── Entries shown

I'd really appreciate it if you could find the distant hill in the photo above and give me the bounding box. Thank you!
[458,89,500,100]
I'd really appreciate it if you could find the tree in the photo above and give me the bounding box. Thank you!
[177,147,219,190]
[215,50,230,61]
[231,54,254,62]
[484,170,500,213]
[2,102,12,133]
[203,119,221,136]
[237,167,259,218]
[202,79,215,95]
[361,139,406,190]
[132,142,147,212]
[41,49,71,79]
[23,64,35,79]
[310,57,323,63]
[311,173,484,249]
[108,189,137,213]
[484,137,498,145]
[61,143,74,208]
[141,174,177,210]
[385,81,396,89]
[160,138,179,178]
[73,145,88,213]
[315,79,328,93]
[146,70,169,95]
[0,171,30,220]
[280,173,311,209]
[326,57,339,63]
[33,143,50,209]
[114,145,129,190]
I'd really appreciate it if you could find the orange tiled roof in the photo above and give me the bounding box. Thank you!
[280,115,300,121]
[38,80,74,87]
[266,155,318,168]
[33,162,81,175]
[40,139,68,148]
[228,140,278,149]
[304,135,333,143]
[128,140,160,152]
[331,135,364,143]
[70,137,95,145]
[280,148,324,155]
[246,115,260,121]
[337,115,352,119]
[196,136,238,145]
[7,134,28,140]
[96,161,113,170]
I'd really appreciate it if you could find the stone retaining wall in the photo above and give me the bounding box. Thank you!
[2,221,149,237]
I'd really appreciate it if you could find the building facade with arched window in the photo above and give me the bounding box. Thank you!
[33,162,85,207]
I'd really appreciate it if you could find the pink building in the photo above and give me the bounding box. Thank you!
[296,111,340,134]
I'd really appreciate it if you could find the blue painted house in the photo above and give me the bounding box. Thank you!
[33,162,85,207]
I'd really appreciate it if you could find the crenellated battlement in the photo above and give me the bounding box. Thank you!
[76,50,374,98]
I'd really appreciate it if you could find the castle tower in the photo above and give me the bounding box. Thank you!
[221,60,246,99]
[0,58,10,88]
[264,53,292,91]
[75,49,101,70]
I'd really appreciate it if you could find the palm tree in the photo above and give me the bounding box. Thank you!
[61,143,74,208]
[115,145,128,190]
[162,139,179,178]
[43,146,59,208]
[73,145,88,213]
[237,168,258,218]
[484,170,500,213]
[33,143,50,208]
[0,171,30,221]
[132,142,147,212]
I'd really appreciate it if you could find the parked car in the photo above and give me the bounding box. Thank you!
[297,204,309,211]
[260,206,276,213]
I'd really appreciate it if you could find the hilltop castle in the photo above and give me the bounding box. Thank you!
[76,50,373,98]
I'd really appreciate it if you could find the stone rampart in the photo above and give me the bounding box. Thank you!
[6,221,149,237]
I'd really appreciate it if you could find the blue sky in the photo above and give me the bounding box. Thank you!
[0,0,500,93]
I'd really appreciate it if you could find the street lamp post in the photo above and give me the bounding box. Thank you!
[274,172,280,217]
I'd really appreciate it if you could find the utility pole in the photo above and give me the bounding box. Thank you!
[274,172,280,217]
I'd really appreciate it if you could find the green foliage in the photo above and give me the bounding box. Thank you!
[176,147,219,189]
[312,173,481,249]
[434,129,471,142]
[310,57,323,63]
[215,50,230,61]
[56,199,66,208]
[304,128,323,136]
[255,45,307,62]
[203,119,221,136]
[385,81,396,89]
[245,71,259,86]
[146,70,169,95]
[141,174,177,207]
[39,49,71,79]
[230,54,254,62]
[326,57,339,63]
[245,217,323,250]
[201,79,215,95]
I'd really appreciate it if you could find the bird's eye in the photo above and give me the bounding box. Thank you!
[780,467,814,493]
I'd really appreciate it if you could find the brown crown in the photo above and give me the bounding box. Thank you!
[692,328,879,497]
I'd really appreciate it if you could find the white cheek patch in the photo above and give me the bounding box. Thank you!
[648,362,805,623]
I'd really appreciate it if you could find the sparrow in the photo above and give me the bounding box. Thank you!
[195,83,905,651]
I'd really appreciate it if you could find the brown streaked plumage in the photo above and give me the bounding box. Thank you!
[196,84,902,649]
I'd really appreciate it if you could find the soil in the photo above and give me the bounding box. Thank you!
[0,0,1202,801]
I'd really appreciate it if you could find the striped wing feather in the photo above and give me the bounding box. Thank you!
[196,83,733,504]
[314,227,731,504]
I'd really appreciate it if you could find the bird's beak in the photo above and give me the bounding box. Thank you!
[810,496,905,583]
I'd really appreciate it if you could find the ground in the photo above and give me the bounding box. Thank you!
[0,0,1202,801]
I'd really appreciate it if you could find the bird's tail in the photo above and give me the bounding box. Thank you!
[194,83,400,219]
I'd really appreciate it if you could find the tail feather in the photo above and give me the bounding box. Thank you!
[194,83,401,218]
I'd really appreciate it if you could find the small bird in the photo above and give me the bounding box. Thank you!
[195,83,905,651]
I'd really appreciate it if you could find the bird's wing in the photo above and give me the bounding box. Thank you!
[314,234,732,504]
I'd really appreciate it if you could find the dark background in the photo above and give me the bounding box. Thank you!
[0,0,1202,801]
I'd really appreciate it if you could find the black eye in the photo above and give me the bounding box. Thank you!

────

_Exercise_
Copy out all of the material above again, word for word and line for line.

_Exercise answer_
I'd really appreciate it if you could find the distant hill in the photo above and give me the bounding box. Thank you!
[458,89,500,100]
I'd really appreciate it if you could find the tree in the photo above and give me the bounding box. Thank you!
[177,147,219,190]
[215,50,230,61]
[231,54,254,62]
[484,170,500,213]
[2,102,12,133]
[203,119,221,136]
[237,167,259,218]
[202,79,215,95]
[361,139,406,190]
[132,142,147,212]
[41,49,71,79]
[23,64,35,79]
[310,57,323,63]
[311,173,484,249]
[108,189,137,213]
[484,137,498,145]
[61,143,74,208]
[141,174,177,210]
[385,81,396,89]
[160,138,179,178]
[73,145,88,213]
[315,79,328,93]
[146,70,169,95]
[0,171,30,220]
[280,173,311,209]
[326,57,339,63]
[33,143,50,209]
[114,145,129,190]
I'd really appreciate it if you could find the orange tiled roof in the photo above and give me the bounding box. Thank you!
[280,115,300,121]
[38,80,74,87]
[266,155,318,168]
[33,162,81,175]
[40,139,68,148]
[228,140,278,149]
[304,135,333,143]
[128,140,160,152]
[331,135,364,143]
[70,137,95,145]
[280,148,324,155]
[246,115,260,121]
[337,115,352,119]
[196,136,238,145]
[7,134,28,140]
[96,161,113,170]
I'd really appreciate it if you could find the stone retaining wall in the photo above and give me the bounding box. Thank you!
[2,221,149,237]
I'd really appreciate it if you could find the building facade with arched window in the photo above and give me the bounding box. Thank you!
[33,162,85,207]
I'd really appreciate it if you could find the pink building in the photo above and give me the bounding box. Thank you!
[296,111,340,134]
I'd really appreciate it if you could find the blue painted house in the photo above and give me the bounding box. Thank you!
[33,162,85,207]
I'd really appreciate it if you could find the crenellated battlement in the photo above and give me the bounding box. Thank you!
[76,50,374,98]
I'd really appreciate it if you could find the castle tower in the photo above and give me the bounding box. Thank you!
[221,60,246,99]
[0,58,10,88]
[264,53,292,91]
[75,49,101,70]
I'd really appreciate it if you could find the palm tree in the photo above and give me the bounding box. Thank you!
[61,143,74,208]
[115,145,128,190]
[162,139,179,178]
[43,146,59,208]
[73,145,88,213]
[237,168,258,218]
[484,170,500,213]
[33,143,50,208]
[0,171,30,221]
[132,142,147,212]
I'd really appreciate it if you could find the parked car in the photo above and give me the bounding box. Thank you!
[297,204,309,211]
[260,206,276,213]
I'd really appreciate it if you could find the hilltop castle in the photo above and give me the bounding box. Thank you!
[76,50,373,98]
I'd really appreciate it if you could find the stone rampart in the photo above and give me the bounding box. Thank you!
[6,221,149,237]
I'd really appreciate it if you could find the blue sky in the photo above and give me the bounding box. Thank you!
[0,0,500,93]
I'd really appreciate it if you could find the street lamp post in the photo above and give me the bounding box. Thank you!
[274,172,280,217]
I'd really appreciate it if you could find the utility pole in the photo above and give me the bounding box. Thank you!
[274,172,280,217]
I'd really appreciate it if you could find the green foliage in the photo above and give me the bounding box. Thank you!
[176,147,219,189]
[312,173,481,249]
[434,129,471,142]
[310,57,323,63]
[215,50,230,61]
[56,199,66,208]
[304,128,323,136]
[255,45,307,62]
[203,119,221,136]
[385,81,396,89]
[245,71,259,86]
[146,70,169,95]
[141,174,177,207]
[39,49,71,79]
[230,54,254,62]
[326,57,339,63]
[245,217,323,250]
[201,79,215,95]
I'd really appreciate it if you could find the bird's eye in the photo above and give me the bounding box. Thank you!
[780,467,814,493]
I'd really appreciate it if you could find the brown crown in the photo above and give me the bounding box. Thank you!
[692,328,879,497]
I'd really appreciate it if you could find the white cheek patch in the photo above and give me the bounding box. Thank you!
[648,362,805,623]
I'd really appreciate it if you could find the sparrow in the photo above and give me the bounding box. Thank you!
[195,83,905,651]
I'd really appreciate it if you could find the brown streaked plumage in the photo above and give me the bounding box. Thank you!
[196,84,902,649]
I'd really appreciate it if you could find the soil in the photo above and give me the bounding box. Thank you!
[0,0,1202,801]
I'd really appreciate it if you could find the striped wing feather in the photo above and give me the bounding box. Thank you!
[196,83,733,504]
[314,227,731,504]
I'd really appreciate it if you could find the bird's beak in the photo above and give me the bounding box. Thank you!
[810,496,905,583]
I'd really appreciate it if you could find the ground in the photo above and give me the bounding box. Thank you!
[0,0,1202,801]
I'd really appreciate it if you could find the bird's tail in the photo above and give me the bounding box. Thank you!
[194,83,400,219]
I'd really appreciate it if you could find the tail feather in the photo above and give me the bounding box. Thank you!
[194,83,401,218]
I'd really appreciate it if you could find the small bird in the photo above and give me the bounding box. Thank you!
[195,83,905,651]
I'd really appreciate it if you could find the bird's wing in the photo above and give me the bounding box. Thank you!
[314,234,732,504]
I'd really appreciate it if you could find the dark background in the photo above and give me the bounding box. Thank you!
[0,0,1202,801]
I'd really appreciate it if you could find the black eye in the photo above and give me the bounding box. Thank you!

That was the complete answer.